» RECORDS TO USE
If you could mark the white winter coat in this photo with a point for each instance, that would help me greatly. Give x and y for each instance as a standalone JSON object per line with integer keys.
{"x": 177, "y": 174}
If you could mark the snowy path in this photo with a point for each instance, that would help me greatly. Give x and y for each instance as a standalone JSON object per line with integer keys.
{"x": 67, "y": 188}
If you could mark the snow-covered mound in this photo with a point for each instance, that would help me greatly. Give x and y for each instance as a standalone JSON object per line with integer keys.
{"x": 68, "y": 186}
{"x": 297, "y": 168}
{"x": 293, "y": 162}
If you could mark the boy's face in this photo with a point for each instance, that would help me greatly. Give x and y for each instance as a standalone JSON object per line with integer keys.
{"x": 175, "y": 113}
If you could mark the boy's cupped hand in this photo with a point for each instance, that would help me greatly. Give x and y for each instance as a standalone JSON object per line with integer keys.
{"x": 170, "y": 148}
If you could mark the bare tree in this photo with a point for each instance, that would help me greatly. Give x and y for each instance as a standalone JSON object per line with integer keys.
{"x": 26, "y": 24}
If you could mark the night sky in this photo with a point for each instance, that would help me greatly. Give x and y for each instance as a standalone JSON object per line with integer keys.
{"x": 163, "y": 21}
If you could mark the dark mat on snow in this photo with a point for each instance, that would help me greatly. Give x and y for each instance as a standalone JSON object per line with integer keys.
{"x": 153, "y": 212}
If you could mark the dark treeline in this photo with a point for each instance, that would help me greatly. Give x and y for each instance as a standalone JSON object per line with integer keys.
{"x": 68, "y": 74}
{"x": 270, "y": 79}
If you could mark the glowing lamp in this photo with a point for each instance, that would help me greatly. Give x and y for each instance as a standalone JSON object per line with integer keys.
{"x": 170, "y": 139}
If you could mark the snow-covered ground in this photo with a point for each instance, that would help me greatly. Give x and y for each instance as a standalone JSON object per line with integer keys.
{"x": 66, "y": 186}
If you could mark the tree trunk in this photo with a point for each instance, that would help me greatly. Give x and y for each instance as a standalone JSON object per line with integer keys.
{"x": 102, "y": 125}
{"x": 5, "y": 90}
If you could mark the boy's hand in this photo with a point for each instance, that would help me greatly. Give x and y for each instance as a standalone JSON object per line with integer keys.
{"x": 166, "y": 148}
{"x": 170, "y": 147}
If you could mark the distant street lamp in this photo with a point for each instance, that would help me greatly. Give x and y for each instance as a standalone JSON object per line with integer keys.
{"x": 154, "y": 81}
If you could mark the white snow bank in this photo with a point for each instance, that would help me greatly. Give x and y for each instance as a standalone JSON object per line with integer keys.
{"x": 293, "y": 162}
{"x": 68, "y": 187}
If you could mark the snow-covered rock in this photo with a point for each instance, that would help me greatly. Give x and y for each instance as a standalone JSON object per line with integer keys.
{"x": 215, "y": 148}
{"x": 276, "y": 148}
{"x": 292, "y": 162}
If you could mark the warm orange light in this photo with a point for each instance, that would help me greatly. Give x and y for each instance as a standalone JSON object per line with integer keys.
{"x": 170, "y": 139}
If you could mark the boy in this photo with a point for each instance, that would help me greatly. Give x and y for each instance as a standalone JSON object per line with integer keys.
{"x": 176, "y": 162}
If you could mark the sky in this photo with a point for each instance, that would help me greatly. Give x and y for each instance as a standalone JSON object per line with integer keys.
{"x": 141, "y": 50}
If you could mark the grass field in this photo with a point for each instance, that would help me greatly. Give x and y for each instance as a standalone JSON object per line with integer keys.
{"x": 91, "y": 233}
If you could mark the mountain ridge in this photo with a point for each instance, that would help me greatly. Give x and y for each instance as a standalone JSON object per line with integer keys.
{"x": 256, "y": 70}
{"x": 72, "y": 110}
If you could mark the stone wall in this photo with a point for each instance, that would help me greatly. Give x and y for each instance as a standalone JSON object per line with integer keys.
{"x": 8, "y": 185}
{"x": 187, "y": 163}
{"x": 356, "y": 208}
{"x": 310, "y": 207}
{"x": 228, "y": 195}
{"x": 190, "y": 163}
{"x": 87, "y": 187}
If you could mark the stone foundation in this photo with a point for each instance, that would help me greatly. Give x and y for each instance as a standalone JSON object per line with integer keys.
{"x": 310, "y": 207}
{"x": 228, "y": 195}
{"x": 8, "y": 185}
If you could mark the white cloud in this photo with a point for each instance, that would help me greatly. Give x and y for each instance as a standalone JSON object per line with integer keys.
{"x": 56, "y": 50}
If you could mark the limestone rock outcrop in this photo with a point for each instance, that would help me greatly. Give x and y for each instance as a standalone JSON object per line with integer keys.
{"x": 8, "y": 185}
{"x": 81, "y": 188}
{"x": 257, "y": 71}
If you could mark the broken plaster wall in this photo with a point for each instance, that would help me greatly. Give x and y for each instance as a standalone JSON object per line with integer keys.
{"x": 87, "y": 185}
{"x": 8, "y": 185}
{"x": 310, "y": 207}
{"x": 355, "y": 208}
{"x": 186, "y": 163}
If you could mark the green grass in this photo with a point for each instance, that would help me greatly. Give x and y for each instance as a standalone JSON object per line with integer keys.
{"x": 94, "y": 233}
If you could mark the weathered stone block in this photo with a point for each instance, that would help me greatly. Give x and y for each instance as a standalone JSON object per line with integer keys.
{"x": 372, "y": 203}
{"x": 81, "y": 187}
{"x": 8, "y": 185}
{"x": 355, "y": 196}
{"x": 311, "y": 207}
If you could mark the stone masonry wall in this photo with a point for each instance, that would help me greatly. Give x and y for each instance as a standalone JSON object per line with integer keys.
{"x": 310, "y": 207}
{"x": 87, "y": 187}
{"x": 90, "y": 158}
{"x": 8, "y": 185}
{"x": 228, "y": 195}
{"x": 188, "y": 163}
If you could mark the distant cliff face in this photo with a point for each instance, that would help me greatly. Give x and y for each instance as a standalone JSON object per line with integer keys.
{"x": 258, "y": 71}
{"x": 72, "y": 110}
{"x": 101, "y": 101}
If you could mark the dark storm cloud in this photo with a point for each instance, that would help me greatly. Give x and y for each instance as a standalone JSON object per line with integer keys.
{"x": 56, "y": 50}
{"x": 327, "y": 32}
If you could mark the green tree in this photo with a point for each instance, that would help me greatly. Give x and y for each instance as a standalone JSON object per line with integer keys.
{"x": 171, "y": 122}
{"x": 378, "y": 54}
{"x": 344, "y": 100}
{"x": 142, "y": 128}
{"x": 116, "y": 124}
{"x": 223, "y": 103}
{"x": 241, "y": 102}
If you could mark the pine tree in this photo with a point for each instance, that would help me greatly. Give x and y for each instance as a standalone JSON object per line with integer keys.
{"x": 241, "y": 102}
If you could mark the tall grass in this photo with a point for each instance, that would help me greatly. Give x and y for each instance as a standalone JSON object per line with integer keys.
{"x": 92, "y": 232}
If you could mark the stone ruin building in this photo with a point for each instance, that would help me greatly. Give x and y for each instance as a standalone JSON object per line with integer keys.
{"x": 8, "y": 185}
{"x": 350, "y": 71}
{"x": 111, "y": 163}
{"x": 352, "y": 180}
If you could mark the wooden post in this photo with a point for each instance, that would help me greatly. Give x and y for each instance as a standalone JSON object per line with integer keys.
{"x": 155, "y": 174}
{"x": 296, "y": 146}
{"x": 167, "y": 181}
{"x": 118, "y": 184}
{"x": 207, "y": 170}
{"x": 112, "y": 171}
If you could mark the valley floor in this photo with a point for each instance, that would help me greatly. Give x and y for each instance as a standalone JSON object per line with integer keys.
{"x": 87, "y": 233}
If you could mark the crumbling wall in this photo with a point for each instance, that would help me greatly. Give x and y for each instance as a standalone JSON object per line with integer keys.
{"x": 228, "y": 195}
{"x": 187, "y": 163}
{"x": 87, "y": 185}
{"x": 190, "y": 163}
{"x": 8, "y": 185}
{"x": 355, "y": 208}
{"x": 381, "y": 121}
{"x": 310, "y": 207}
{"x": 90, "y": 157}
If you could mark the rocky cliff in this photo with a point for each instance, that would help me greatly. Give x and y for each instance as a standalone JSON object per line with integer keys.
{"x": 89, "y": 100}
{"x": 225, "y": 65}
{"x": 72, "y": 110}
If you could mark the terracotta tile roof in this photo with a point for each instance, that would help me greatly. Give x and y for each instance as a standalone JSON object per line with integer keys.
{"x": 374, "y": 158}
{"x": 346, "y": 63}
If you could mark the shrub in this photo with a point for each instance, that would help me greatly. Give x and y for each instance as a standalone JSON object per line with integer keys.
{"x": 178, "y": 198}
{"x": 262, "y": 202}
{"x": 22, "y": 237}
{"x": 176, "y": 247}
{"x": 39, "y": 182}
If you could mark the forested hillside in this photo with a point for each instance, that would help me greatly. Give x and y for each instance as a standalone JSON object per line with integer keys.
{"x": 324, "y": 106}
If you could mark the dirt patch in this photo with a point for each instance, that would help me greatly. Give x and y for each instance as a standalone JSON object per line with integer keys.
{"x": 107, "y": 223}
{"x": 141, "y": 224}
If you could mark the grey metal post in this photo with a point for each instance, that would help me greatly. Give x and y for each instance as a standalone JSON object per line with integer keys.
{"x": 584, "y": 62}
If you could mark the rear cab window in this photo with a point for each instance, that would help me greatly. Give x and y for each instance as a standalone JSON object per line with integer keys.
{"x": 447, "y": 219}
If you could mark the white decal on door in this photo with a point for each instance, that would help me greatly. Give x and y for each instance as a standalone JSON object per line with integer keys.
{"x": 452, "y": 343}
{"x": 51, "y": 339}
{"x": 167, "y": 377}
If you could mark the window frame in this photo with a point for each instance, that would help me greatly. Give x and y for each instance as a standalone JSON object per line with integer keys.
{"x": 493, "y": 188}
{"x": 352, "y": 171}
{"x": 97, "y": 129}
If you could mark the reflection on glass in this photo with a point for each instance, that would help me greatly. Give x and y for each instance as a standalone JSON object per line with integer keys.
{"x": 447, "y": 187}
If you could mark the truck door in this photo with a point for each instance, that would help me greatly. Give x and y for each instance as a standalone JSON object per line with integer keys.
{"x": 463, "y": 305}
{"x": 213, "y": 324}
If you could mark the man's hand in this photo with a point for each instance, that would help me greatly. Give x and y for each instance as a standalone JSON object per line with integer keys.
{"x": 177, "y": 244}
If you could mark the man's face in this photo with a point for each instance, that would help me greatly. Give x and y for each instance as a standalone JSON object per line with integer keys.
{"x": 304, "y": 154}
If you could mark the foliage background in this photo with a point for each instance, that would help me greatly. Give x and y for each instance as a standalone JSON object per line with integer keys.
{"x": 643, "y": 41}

» DESCRIPTION OF THE TASK
When the line containing "If you could mark the truck" is found in the records above, restate it and every later line word for word through the last one, and nothing more.

» OUTPUT OF THE EXERCISE
If you could mark the truck door in this photo with a point for each instance, that would help me greatly. Give x and y for each instance as a standalone JSON object per line with integer keys.
{"x": 463, "y": 305}
{"x": 213, "y": 324}
If you could mark the man's hand in this photo with a point for each instance, that would help me greatly. Give x and y for each instance as a standalone JSON object per line with integer keys.
{"x": 177, "y": 244}
If you could mark the man's face in this photo with a point for each instance, that would help me greatly. Give x and y for each instance as a standalone JSON object per line with integer keys.
{"x": 304, "y": 154}
If you could mark the foliage background in this photo with a point for each instance, that would help me greatly. Give x and y for each instance as a standalone JSON object per line with integer keys.
{"x": 643, "y": 41}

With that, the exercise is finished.